## Aim of the exercise
Copy exactly. Begin with the line that contains "The roof should" and stop after the last line of the records.

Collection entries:
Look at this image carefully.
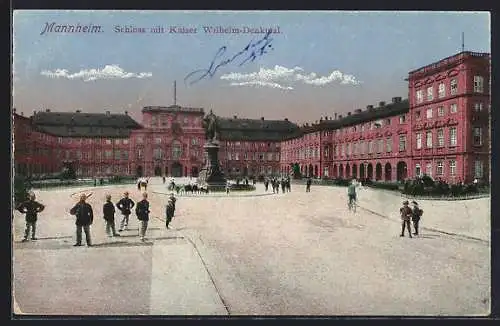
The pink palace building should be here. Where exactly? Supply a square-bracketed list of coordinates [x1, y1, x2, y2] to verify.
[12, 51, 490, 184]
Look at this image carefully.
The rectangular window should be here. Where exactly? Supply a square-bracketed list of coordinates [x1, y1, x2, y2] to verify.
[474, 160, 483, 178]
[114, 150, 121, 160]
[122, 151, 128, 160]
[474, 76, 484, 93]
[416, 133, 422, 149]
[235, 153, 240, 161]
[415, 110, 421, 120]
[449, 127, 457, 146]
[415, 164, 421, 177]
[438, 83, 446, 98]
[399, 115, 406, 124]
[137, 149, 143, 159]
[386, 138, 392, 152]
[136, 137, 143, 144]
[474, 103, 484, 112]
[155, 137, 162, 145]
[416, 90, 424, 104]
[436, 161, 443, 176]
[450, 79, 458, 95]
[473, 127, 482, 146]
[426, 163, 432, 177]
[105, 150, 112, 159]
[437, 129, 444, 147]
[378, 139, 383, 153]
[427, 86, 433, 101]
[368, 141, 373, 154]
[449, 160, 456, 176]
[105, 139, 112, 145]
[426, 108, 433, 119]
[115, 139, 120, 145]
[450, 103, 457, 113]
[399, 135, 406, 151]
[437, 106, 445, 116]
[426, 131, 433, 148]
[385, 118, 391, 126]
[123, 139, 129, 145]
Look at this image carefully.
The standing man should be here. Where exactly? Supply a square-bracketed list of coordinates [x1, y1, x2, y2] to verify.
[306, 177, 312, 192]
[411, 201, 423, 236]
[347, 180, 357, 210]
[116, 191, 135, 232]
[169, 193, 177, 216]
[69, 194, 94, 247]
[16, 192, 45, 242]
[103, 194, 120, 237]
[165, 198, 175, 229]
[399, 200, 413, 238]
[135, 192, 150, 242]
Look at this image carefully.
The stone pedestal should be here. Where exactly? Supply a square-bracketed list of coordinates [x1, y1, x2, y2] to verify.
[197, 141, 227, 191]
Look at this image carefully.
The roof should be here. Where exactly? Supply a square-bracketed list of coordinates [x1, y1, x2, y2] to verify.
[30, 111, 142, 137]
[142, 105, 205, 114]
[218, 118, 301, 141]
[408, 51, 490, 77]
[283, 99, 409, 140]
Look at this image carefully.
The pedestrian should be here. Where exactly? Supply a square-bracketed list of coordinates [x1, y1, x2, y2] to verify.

## Written solution
The roof should be here. Where exactly? Supply a square-bracketed list of coordinates [x1, y1, x2, y2] to verify.
[30, 111, 142, 137]
[142, 105, 205, 114]
[218, 118, 301, 141]
[408, 51, 490, 77]
[283, 99, 409, 140]
Look at this image carefully.
The pedestrian should be here. Where exactly? Supply a square-bracketed list of coordinates [x1, y1, x2, y2] to verify.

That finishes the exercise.